I don't know how far it will go with manual OC and setting them manually is not an option for me because of 2 different modules. But i've ordered 1 more set of 2x 4GB Team Group Xtreem-LV-2400 /10-12-12-31/ (man... those things are Xtreem hard to find  ) so when all 8 modules are equal i'll try some extreme settings. And this modules are even at QVL list so XMP shouldn't be a problem... we'll see.
But IMHO your TridentX 2400mhz will work with 99% chance at 2240 at least.

P.S. It would be interesting to know how things go with the Deluxe for you.


----------



## luTin (Nov 29, 2019)

Hey, thanks for all the info, it's appreciated. Well now I remember looking at that QVL list from the Deluxe manual a few days ago and noticing the board could support 8x8GB@2133mhz from a few brands, but had forgotten about reading that, so I shouldn't have been that surprised reading your first post about the board working with high frequencies. Anyway... About time I remembered. However I had run across a few articles that led me thinking it might not be as easy as it sounds populating the 8 slots with 8gigs : see https://vi-control.net/community/threads/my-recent-4930k-build-and-some-lessons-learned.36170/  (mid page the author relates the ram issues they encountered), see also https://forums.tomshardware.com/thr...g-with-i7-4930k-asus-deluxe-x79-mobo.1850358/ and numerous other examples like these one will find using google.

### Location identification items
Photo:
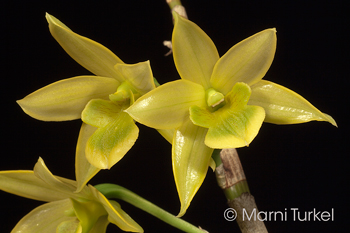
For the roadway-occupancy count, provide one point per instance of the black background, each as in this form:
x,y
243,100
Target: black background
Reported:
x,y
301,166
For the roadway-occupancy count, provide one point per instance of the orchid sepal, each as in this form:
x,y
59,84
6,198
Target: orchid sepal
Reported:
x,y
65,99
93,56
284,106
190,159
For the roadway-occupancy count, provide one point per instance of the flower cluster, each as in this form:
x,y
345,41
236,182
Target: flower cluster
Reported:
x,y
219,102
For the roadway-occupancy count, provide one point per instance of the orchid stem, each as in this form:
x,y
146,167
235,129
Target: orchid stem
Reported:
x,y
231,179
115,191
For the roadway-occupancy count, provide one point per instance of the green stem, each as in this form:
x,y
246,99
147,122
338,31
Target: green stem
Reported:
x,y
116,191
173,3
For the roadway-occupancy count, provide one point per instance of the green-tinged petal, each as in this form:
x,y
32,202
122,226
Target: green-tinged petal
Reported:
x,y
168,134
116,215
247,61
190,158
84,171
26,184
111,142
99,112
88,212
43,173
234,125
70,226
283,106
138,75
88,53
167,106
194,52
45,218
66,99
101,225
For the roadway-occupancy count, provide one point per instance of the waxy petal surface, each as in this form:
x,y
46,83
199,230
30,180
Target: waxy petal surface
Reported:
x,y
111,142
46,218
60,185
24,183
66,99
248,61
167,106
88,53
194,52
283,106
88,212
84,170
99,112
234,125
139,75
191,159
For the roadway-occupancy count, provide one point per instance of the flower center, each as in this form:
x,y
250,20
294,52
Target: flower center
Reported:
x,y
124,91
215,99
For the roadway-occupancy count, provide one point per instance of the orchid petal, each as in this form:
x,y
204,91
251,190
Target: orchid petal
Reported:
x,y
45,218
234,125
167,106
101,225
88,212
59,184
111,142
66,99
24,183
190,158
88,53
116,215
99,112
84,171
194,52
283,106
139,75
248,61
70,226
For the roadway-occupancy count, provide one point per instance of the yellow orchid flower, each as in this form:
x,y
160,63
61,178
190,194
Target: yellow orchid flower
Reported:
x,y
98,100
66,211
220,102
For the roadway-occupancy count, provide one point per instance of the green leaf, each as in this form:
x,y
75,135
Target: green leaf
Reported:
x,y
45,218
190,158
116,214
84,171
248,61
283,106
88,53
66,99
139,75
111,142
194,52
167,106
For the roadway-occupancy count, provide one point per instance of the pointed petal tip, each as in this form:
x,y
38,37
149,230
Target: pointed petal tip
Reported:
x,y
330,120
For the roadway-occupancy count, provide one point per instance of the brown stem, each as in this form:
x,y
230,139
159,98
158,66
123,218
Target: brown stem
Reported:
x,y
232,180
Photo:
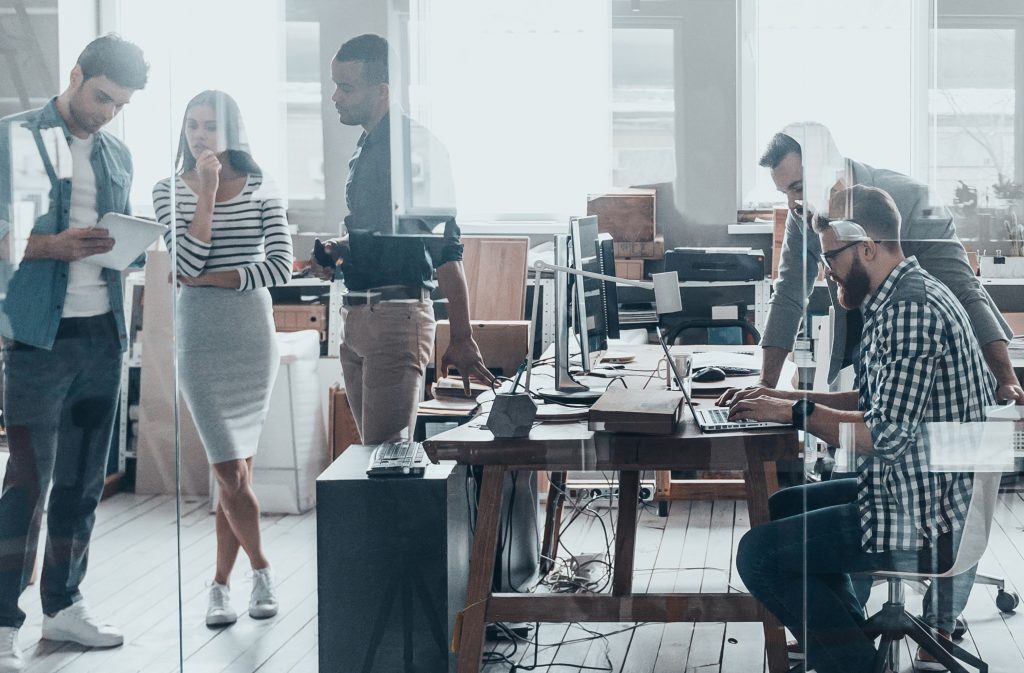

### Set exercise A
Repeat the passage of the RAM forum excerpt between "I don't know" and "problem... we'll see.", inclusive.
### Set exercise B
For each statement, decide whether the RAM forum excerpt supports it, and answer yes or no along with the words of the excerpt that decide it. (i) The first poster has ordered another set of 2x 4GB Team Group Xtreem-LV-2400 modules. (ii) luTin recalls that the Deluxe manual's QVL list showed the board supporting 8x8GB at 2400mhz. (iii) The first poster expects the TridentX 2400mhz to work at 2240 at least.
None of the data is needed for this work.

### Written reply A
I don't know how far it will go with manual OC and setting them manually is not an option for me because of 2 different modules. But i've ordered 1 more set of 2x 4GB Team Group Xtreem-LV-2400 /10-12-12-31/ (man... those things are Xtreem hard to find  ) so when all 8 modules are equal i'll try some extreme settings. And this modules are even at QVL list so XMP shouldn't be a problem... we'll see.

### Written reply B
(i) Yes: "i've ordered 1 more set of 2x 4GB Team Group Xtreem-LV-2400"
(ii) No: "noticing the board could support 8x8GB@2133mhz from a few brands"
(iii) Yes: "your TridentX 2400mhz will work with 99% chance at 2240 at least."